Vorliegende Einträge:

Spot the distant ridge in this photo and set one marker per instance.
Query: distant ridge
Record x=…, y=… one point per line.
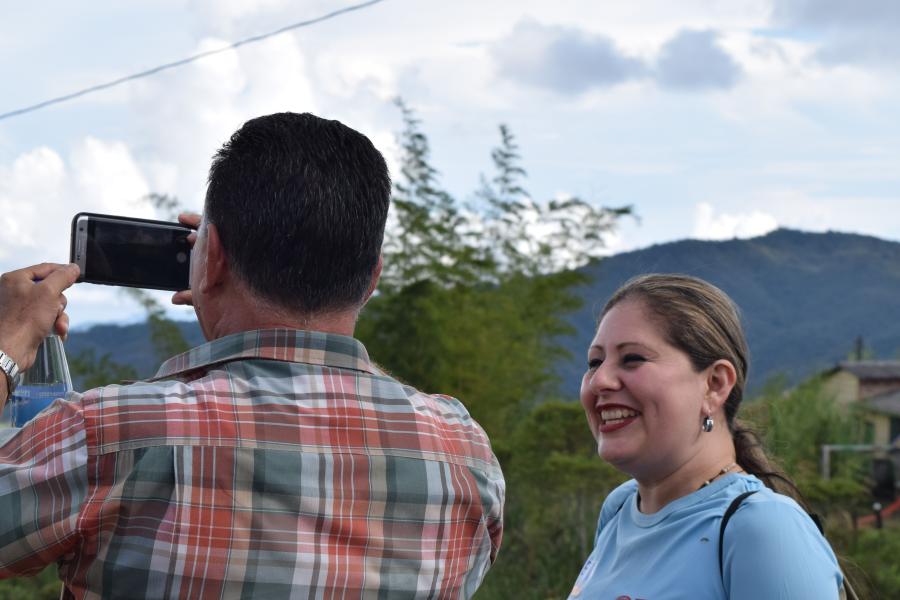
x=805, y=298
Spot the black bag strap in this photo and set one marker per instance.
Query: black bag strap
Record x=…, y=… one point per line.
x=735, y=504
x=848, y=591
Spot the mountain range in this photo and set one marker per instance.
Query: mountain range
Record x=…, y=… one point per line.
x=806, y=298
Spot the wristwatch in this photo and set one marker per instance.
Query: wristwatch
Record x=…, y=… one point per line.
x=11, y=370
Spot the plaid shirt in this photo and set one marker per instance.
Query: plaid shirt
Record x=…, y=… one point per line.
x=266, y=464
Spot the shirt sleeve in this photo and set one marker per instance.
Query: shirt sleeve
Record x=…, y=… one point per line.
x=773, y=550
x=43, y=483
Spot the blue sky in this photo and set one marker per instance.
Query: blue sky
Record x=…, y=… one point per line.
x=713, y=118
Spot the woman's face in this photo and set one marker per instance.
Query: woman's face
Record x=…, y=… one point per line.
x=642, y=396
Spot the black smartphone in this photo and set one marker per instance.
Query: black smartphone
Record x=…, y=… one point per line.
x=131, y=252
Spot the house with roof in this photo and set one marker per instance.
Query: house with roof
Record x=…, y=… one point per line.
x=875, y=385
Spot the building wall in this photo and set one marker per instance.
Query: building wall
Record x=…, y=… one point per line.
x=882, y=424
x=843, y=387
x=868, y=389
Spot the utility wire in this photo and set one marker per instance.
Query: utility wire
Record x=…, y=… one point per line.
x=184, y=61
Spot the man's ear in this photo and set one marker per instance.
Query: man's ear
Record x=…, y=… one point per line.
x=376, y=275
x=216, y=263
x=720, y=379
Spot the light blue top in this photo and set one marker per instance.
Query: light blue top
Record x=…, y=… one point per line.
x=772, y=548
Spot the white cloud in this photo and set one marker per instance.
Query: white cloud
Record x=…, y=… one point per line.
x=711, y=226
x=40, y=192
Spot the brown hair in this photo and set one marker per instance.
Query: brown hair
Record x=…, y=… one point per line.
x=703, y=322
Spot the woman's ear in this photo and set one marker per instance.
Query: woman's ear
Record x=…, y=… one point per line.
x=720, y=379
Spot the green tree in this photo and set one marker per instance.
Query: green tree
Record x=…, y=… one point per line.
x=474, y=297
x=91, y=372
x=555, y=485
x=473, y=303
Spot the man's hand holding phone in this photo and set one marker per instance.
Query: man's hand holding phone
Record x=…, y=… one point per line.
x=191, y=220
x=32, y=304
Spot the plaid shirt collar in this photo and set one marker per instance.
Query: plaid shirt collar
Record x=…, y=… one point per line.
x=289, y=345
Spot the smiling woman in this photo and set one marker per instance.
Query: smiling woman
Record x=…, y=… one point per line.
x=665, y=378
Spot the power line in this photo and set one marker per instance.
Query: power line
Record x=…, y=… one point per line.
x=184, y=61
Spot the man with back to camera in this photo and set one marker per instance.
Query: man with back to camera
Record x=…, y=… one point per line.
x=276, y=460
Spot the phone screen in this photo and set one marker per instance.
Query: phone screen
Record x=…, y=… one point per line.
x=135, y=253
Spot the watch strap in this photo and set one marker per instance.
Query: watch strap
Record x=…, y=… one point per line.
x=11, y=370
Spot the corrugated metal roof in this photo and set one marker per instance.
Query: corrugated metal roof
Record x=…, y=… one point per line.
x=870, y=369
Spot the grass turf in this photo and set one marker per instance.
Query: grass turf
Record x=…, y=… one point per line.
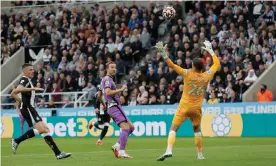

Was erwartet wird: Gib bitte den Abschnitt der Einträge, der mit der Zeile mit „Spot the watch“ beginnt und bis zum Ende der Einträge reicht, wortgetreu noch einmal wieder, beide Enden eingeschlossen. Lass die Bilder dabei weg.

Lösung der Aufgabe:
Spot the watch strap in this photo and set one marker per instance.
Query: watch strap
Record x=…, y=… one point per line.
x=11, y=370
Spot the corrugated metal roof in this photo and set one marker per instance.
Query: corrugated metal roof
Record x=…, y=… one point per line.
x=870, y=369
Spot the grass turf in this photo and set one marker per instance.
Query: grass turf
Record x=…, y=… one point per line.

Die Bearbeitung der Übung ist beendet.